- Dataset records
'''

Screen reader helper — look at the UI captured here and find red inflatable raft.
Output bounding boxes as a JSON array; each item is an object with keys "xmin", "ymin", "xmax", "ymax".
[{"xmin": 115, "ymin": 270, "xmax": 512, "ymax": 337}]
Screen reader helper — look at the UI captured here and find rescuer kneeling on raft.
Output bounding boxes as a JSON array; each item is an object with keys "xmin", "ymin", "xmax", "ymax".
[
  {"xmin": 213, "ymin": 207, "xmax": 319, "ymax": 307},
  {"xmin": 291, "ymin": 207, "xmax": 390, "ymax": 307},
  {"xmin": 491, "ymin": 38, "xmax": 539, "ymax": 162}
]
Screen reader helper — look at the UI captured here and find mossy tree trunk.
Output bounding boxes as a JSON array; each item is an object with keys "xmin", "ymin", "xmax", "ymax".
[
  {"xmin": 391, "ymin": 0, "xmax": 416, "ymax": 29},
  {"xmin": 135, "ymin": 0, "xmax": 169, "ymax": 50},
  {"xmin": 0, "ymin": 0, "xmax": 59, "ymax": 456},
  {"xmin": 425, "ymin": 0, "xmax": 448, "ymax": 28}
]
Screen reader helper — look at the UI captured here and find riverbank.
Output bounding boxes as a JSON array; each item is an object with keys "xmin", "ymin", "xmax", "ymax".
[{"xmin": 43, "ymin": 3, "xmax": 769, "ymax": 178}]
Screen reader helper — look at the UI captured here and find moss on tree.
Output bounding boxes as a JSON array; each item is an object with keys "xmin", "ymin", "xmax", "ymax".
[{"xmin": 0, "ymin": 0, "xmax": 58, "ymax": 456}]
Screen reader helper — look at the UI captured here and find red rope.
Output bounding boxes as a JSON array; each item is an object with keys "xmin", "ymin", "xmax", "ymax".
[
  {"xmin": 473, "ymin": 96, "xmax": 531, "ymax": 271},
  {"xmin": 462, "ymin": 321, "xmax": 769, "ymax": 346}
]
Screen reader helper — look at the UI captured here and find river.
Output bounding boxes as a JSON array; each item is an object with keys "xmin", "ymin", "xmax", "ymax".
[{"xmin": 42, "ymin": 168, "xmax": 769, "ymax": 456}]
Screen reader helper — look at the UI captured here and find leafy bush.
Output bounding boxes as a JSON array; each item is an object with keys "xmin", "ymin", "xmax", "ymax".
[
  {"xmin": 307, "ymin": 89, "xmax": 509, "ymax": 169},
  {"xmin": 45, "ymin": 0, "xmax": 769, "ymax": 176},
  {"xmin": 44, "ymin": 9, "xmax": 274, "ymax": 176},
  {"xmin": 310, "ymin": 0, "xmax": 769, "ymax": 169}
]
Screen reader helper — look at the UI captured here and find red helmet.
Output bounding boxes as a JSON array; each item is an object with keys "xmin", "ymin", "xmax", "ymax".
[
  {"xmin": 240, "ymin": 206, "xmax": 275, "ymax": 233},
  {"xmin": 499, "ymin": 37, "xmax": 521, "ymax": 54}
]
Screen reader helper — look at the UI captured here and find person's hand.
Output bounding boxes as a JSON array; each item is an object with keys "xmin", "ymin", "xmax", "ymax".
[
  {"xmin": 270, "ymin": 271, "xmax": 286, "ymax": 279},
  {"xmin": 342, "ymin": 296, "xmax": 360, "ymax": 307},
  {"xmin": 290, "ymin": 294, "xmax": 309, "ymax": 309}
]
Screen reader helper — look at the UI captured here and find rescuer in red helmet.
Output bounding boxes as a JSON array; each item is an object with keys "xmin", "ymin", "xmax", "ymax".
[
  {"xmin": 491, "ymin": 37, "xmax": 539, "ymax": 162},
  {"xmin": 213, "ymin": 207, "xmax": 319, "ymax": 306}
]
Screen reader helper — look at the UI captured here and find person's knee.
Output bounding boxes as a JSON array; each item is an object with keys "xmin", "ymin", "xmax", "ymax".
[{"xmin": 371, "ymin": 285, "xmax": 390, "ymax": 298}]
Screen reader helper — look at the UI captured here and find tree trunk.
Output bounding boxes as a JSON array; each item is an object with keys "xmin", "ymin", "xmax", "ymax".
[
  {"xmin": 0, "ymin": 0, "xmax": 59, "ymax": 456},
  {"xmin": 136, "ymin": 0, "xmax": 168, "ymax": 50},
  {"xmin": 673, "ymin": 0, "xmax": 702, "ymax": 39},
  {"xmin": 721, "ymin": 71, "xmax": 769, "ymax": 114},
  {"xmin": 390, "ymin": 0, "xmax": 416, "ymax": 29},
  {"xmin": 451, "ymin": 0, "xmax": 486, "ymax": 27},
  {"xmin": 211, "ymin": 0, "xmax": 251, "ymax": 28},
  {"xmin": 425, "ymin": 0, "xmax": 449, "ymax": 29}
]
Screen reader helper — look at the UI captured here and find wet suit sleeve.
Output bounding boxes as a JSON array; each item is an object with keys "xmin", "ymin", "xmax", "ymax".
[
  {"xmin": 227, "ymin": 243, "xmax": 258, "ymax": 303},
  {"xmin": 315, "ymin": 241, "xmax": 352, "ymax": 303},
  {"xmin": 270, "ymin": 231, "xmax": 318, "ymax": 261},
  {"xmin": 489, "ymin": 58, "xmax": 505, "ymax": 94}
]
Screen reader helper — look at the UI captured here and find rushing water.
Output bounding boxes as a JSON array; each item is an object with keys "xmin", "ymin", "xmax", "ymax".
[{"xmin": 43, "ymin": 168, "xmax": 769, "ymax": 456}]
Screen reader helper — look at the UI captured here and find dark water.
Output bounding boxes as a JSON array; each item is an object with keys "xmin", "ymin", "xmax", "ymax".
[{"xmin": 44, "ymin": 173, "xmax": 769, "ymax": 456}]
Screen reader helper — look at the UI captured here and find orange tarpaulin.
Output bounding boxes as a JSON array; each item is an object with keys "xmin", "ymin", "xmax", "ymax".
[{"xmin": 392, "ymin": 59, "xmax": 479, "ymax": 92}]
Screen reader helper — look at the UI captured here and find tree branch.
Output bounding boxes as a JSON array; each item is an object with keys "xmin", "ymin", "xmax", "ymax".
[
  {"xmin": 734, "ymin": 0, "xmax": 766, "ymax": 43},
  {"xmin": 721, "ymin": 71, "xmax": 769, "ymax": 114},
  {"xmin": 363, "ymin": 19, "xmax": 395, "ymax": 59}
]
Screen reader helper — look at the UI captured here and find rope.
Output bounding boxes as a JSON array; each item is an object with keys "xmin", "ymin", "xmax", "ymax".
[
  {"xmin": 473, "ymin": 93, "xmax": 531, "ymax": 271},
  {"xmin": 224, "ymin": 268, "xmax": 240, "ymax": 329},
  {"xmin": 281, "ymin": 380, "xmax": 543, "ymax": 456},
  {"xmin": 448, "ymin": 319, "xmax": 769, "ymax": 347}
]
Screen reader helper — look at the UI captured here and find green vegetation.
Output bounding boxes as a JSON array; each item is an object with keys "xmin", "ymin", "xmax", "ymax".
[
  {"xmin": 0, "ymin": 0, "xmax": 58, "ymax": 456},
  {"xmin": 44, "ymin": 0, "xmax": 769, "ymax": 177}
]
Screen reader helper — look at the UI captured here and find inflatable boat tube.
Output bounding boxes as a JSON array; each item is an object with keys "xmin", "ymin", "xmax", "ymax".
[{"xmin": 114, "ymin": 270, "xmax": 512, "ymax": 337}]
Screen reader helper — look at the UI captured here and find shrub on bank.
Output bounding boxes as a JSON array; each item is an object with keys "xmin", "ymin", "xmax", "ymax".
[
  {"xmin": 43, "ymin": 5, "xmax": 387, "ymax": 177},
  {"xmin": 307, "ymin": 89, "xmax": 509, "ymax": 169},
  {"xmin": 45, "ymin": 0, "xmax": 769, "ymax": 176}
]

'''

Copy out all of the entries above word for word, line by line, with no changes.

- Solution
Screen reader helper — look at the UI captured here and find red inflatable raft.
Output bounding boxes as a JSON array; each item is an object with keys "xmin", "ymin", "xmax", "ymax".
[{"xmin": 115, "ymin": 270, "xmax": 512, "ymax": 337}]
Screen reader helper — look at the UI captured here and find rescuer kneeling on raft.
Output bounding boxes as a JSON array; each item is an object with keys "xmin", "ymin", "xmax", "ymax".
[
  {"xmin": 213, "ymin": 207, "xmax": 319, "ymax": 307},
  {"xmin": 291, "ymin": 207, "xmax": 390, "ymax": 307},
  {"xmin": 491, "ymin": 38, "xmax": 539, "ymax": 162}
]
Screen reader helper — look at the UI captured here and find mossy tree trunk.
Output bounding boxes as a JSON array; each item is an object with keys "xmin", "ymin", "xmax", "ymax".
[
  {"xmin": 391, "ymin": 0, "xmax": 416, "ymax": 29},
  {"xmin": 135, "ymin": 0, "xmax": 169, "ymax": 50},
  {"xmin": 0, "ymin": 0, "xmax": 59, "ymax": 456},
  {"xmin": 425, "ymin": 0, "xmax": 448, "ymax": 28}
]
Screen reader helper — look at the UI captured here and find riverbank.
Output bounding boxes as a JSON array; each item is an object with keys "xmin", "ymin", "xmax", "ymax".
[{"xmin": 43, "ymin": 3, "xmax": 769, "ymax": 178}]
Screen reader helper — look at the UI captured here and find moss on tree.
Output bounding boxes as a JSON array; each item is an object with keys "xmin", "ymin", "xmax", "ymax".
[{"xmin": 0, "ymin": 0, "xmax": 58, "ymax": 456}]
Screen reader helper — look at the UI captured here and find red rope.
Output bounding boxes as a JSON array; each item is an object with keys "xmin", "ymin", "xmax", "ymax".
[
  {"xmin": 473, "ymin": 96, "xmax": 531, "ymax": 271},
  {"xmin": 462, "ymin": 321, "xmax": 769, "ymax": 346}
]
Screen reader helper — look at the UI captured here and find river.
Output bounding boxes as a JSON array; each item is an object with keys "xmin", "ymin", "xmax", "ymax".
[{"xmin": 42, "ymin": 168, "xmax": 769, "ymax": 456}]
Screen reader helper — look at the UI captured here and find leafy bush.
Output bounding boxes as a JSON array; each item is an object with keys "xmin", "ymin", "xmax", "ymax".
[
  {"xmin": 307, "ymin": 89, "xmax": 509, "ymax": 169},
  {"xmin": 45, "ymin": 0, "xmax": 769, "ymax": 176},
  {"xmin": 44, "ymin": 9, "xmax": 274, "ymax": 176},
  {"xmin": 310, "ymin": 0, "xmax": 769, "ymax": 169}
]
Screen reader helper — look at the UI captured here and find red helmet.
Output bounding boxes as a JSON array; each item is an object with keys "xmin", "ymin", "xmax", "ymax".
[
  {"xmin": 240, "ymin": 206, "xmax": 275, "ymax": 233},
  {"xmin": 499, "ymin": 37, "xmax": 521, "ymax": 54}
]
Screen reader helper — look at the UI captured here and find person's hand.
Output bounding boxes as a JSON array; each item is an object with keys "xmin", "ymin", "xmax", "ymax".
[
  {"xmin": 270, "ymin": 271, "xmax": 286, "ymax": 279},
  {"xmin": 342, "ymin": 296, "xmax": 360, "ymax": 307},
  {"xmin": 290, "ymin": 294, "xmax": 309, "ymax": 309}
]
Screen reader helper — look at the UI captured here and find rescuer in red helmet.
Output bounding boxes as a JSON array; each item is an object with keys "xmin", "ymin", "xmax", "ymax".
[
  {"xmin": 491, "ymin": 37, "xmax": 539, "ymax": 162},
  {"xmin": 213, "ymin": 207, "xmax": 319, "ymax": 306}
]
Screen reader helper — look at the UI captured here and find person's knee.
Output bounding boxes as a JSON array; each item is an object with keys "xmin", "ymin", "xmax", "ymax".
[{"xmin": 371, "ymin": 285, "xmax": 390, "ymax": 298}]
Screen reader helper — look at the UI captured here and find tree trunk.
Output bounding boxes as a JSON array; each item is an object with keys "xmin", "ymin", "xmax", "ymax".
[
  {"xmin": 0, "ymin": 0, "xmax": 59, "ymax": 456},
  {"xmin": 136, "ymin": 0, "xmax": 168, "ymax": 50},
  {"xmin": 673, "ymin": 0, "xmax": 702, "ymax": 39},
  {"xmin": 721, "ymin": 71, "xmax": 769, "ymax": 114},
  {"xmin": 390, "ymin": 0, "xmax": 416, "ymax": 29},
  {"xmin": 451, "ymin": 0, "xmax": 486, "ymax": 27},
  {"xmin": 211, "ymin": 0, "xmax": 251, "ymax": 28},
  {"xmin": 425, "ymin": 0, "xmax": 449, "ymax": 29}
]
Screen reader helper — look at the UI captured here and find wet suit sleeve.
Output bounding boxes as a JSON array; each item is an object with keys "xmin", "ymin", "xmax", "ymax".
[
  {"xmin": 227, "ymin": 243, "xmax": 258, "ymax": 303},
  {"xmin": 315, "ymin": 241, "xmax": 352, "ymax": 303},
  {"xmin": 270, "ymin": 231, "xmax": 318, "ymax": 261},
  {"xmin": 489, "ymin": 58, "xmax": 505, "ymax": 94}
]
Screen reader helper — look at the UI captured here and find rushing water.
Output bounding boxes as a JSON array; each item is an object with keys "xmin", "ymin", "xmax", "ymax".
[{"xmin": 43, "ymin": 168, "xmax": 769, "ymax": 456}]
Screen reader helper — look at the UI captured here and find dark water.
Output bounding boxes as a JSON array; each item is an object with keys "xmin", "ymin", "xmax", "ymax".
[{"xmin": 44, "ymin": 173, "xmax": 769, "ymax": 456}]
Screen reader helper — look at the UI captured here and find orange tarpaulin.
Output bounding boxes as a JSON array; each item is an object with keys "xmin", "ymin", "xmax", "ymax".
[{"xmin": 392, "ymin": 59, "xmax": 479, "ymax": 92}]
Screen reader helper — look at the UI captured here and find tree branch.
Output bounding boxes as a JSON array; each item is an object with keys "xmin", "ymin", "xmax", "ymax".
[
  {"xmin": 734, "ymin": 0, "xmax": 766, "ymax": 43},
  {"xmin": 721, "ymin": 71, "xmax": 769, "ymax": 114},
  {"xmin": 363, "ymin": 19, "xmax": 395, "ymax": 59}
]
Screen reader helper — look at the UI captured here and find rope.
Output bounding boxes as a JSON array; each item is an object with keys "xmin", "ymin", "xmax", "ymax".
[
  {"xmin": 473, "ymin": 93, "xmax": 531, "ymax": 271},
  {"xmin": 224, "ymin": 268, "xmax": 240, "ymax": 329},
  {"xmin": 281, "ymin": 380, "xmax": 543, "ymax": 456},
  {"xmin": 448, "ymin": 319, "xmax": 769, "ymax": 347}
]
Screen reader helper — look at the UI captured here and find green vegetation.
Output bounding boxes as a JSON array; each item is an object with keys "xmin", "ymin", "xmax", "ymax".
[
  {"xmin": 0, "ymin": 0, "xmax": 58, "ymax": 456},
  {"xmin": 44, "ymin": 0, "xmax": 769, "ymax": 177}
]
Screen reader helper — look at the UI captured here and find inflatable boat tube.
Output bounding boxes as a JSON array; each item is an object with keys "xmin", "ymin", "xmax", "ymax".
[{"xmin": 114, "ymin": 270, "xmax": 512, "ymax": 337}]
Screen reader helper — look at the UI captured here and find shrub on bank.
Output bounding boxes as a JSON array; each item is an object with keys "xmin", "ymin", "xmax", "ymax".
[
  {"xmin": 43, "ymin": 5, "xmax": 387, "ymax": 177},
  {"xmin": 307, "ymin": 89, "xmax": 509, "ymax": 169},
  {"xmin": 45, "ymin": 0, "xmax": 769, "ymax": 176}
]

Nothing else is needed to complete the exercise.